[Travail demandé]
A – Reproduisez le passage de l'extrait qui débute à « infirmer le jugement » et s'achève à « de procédure civile. », en substituant « son avocat » à « Me Frigaux ».
B – D'après l'extrait, à quelle date la Selas AGA a-t-elle relevé appel du jugement ?

[Extrait à lire]
-- -- --

Pour statuer ainsi, le juge de l'exécution a dit que les demandes étaient recevables au regard de l'autorité de la chose jugée, que le notaire était bien fondé à répondre à l'huissier instrumentaire, le 18 septembre 2018, qu'il ne détenait pas de fonds pour le compte des [U], la créance de Mmes [U] en représentation par le notaire des fonds issus de la vente n'étant pas encore née au jour de la saisie conservatoire convertie et qu'il était indifférent à cet égard que les futures parties à la vente aient envisagé de faire recevoir l'acte par ce notaire. Sur la demande d'interruption des effets du commandement de payer, il a constaté qu'elle ne reposait sur aucun fondement légal, le juge de l'exécution ne pouvant pas suspendre l'exécution de la décision qui sert de fondement aux poursuites.

Par déclaration du 20 avril 2021, la Selas AGA a relevé appel de ce jugement.

Par dernières conclusions du 25 février 2022, l'appelante demande à la cour de :

la recevoir en son appel,

la déclarer bien fondée,

débouter la société Althémis de l'ensemble de ses prétentions,

à titre principal,

ordonner le sursis à statuer dans l'intérêt d'une bonne administration de la justice dans l'attente de la solution qui sera donnée par la Cour de cassation sur le pourvoi relatif à l'arrêt de la cour d'appel de Paris du 3 septembre 2020,

ordonner en conséquence la suspension de l'instance,

subsidiairement,

infirmer le jugement entrepris en toutes ses dispositions, sauf en ce qu'il a reçu ses prétentions,

condamner la société Althémis à lui payer la somme de 102.487 euros, outre les intérêts au taux légal à compter du 2 décembre 2020,

condamner la société Althémis à lui payer une somme de 12.000 euros en application des dispositions de l'article 700 du code de procédure civile,

condamner la société Althémis aux entiers dépens avec bénéfice du droit de recouvrement direct à Me Frigaux, conformément aux dispositions de l'article 699 du code de procédure civile.

-- -- --

[Données fournies]
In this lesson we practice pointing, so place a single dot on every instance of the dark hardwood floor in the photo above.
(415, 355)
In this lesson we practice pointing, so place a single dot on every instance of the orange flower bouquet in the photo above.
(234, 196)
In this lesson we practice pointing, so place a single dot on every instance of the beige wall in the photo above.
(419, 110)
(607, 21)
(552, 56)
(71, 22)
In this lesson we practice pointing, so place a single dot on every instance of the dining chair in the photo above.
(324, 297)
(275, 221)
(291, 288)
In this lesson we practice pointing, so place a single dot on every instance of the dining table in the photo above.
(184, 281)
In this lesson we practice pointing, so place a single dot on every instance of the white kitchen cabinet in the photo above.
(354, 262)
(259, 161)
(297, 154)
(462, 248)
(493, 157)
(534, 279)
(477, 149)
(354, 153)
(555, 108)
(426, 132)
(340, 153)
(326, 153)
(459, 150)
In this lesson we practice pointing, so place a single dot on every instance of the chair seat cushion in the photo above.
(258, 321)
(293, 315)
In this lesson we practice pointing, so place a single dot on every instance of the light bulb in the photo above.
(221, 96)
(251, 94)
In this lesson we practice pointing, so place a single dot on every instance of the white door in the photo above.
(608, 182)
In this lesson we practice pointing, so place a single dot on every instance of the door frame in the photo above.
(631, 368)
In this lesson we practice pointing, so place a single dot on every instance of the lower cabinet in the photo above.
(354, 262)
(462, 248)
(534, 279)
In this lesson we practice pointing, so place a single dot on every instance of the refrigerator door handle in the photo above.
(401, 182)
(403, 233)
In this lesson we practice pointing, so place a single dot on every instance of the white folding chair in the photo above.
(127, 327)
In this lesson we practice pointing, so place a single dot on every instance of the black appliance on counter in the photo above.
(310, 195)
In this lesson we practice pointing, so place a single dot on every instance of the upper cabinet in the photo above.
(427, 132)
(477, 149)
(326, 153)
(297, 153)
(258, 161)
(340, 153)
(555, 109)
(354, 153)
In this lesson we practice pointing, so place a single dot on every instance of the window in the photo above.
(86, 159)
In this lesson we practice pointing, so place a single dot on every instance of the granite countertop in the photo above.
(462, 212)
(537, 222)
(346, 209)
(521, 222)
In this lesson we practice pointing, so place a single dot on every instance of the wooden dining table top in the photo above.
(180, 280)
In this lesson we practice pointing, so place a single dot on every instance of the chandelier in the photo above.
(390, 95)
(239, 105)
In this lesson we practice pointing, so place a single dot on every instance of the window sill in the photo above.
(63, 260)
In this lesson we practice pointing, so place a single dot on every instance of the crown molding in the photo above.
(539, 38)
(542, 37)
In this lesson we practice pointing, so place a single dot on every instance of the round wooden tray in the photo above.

-- -- --

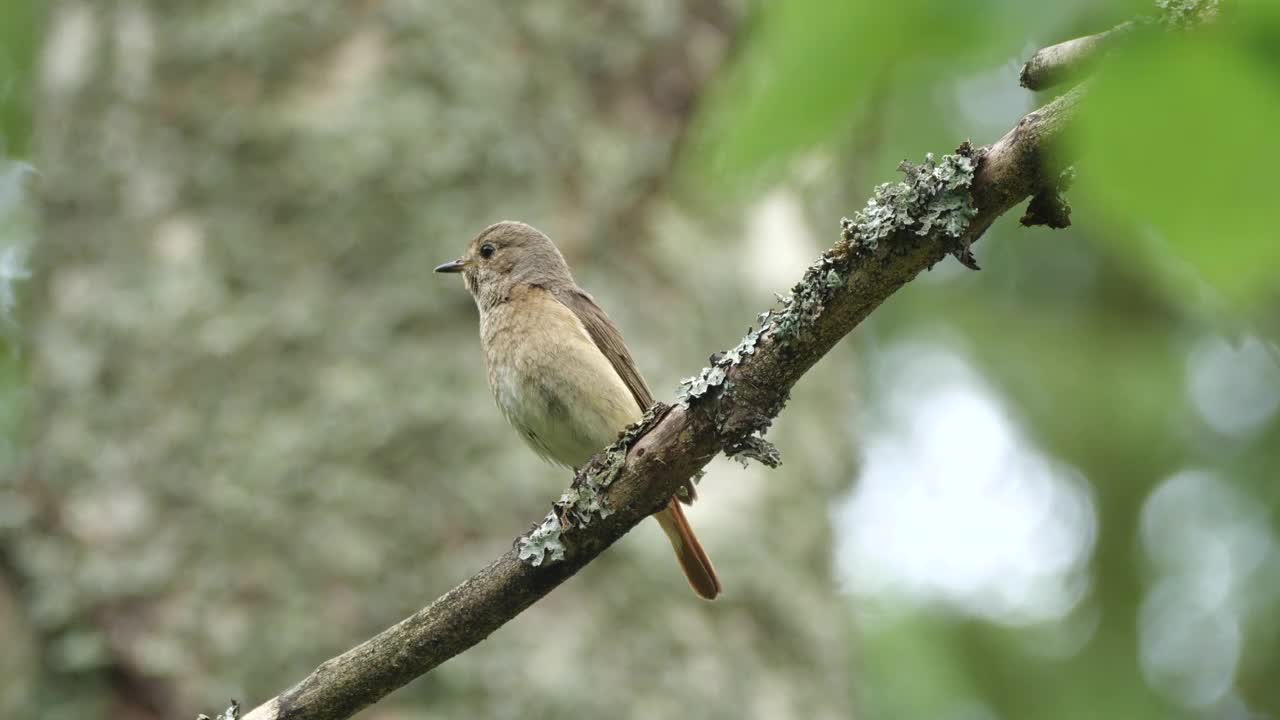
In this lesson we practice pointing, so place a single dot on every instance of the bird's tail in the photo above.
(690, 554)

-- -- --

[Réponses]
A –
infirmer le jugement entrepris en toutes ses dispositions, sauf en ce qu'il a reçu ses prétentions,

condamner la société Althémis à lui payer la somme de 102.487 euros, outre les intérêts au taux légal à compter du 2 décembre 2020,

condamner la société Althémis à lui payer une somme de 12.000 euros en application des dispositions de l'article 700 du code de procédure civile,

condamner la société Althémis aux entiers dépens avec bénéfice du droit de recouvrement direct à son avocat, conformément aux dispositions de l'article 699 du code de procédure civile.

B – Le 20 avril 2021.